#### [To be done]
Reproduce the data below line for line, changing no character, but leave out the pictures.

#### [Data excerpts]
● ● ● ●

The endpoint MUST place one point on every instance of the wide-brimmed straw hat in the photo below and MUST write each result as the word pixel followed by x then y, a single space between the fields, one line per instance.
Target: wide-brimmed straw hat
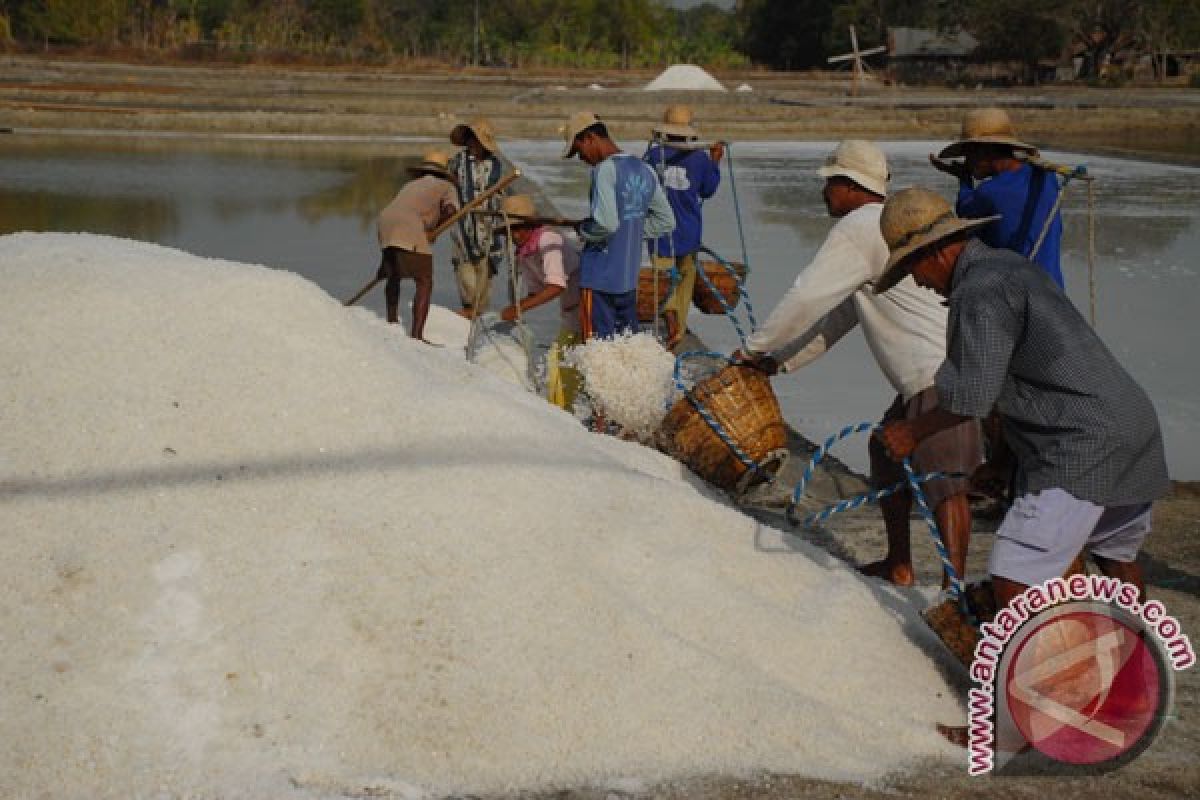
pixel 913 218
pixel 576 124
pixel 481 128
pixel 520 209
pixel 433 162
pixel 985 126
pixel 676 121
pixel 859 161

● ● ● ●

#### [Complete answer]
The endpoint MUST place one point on every instance of the wide-brimmed straw hat in the photo below and MUST write each result as the word pixel followed by x then y, a single space between the fields, one line per instance.
Target: wide-brimmed straw hat
pixel 913 218
pixel 576 124
pixel 481 128
pixel 520 209
pixel 433 162
pixel 985 126
pixel 676 121
pixel 859 161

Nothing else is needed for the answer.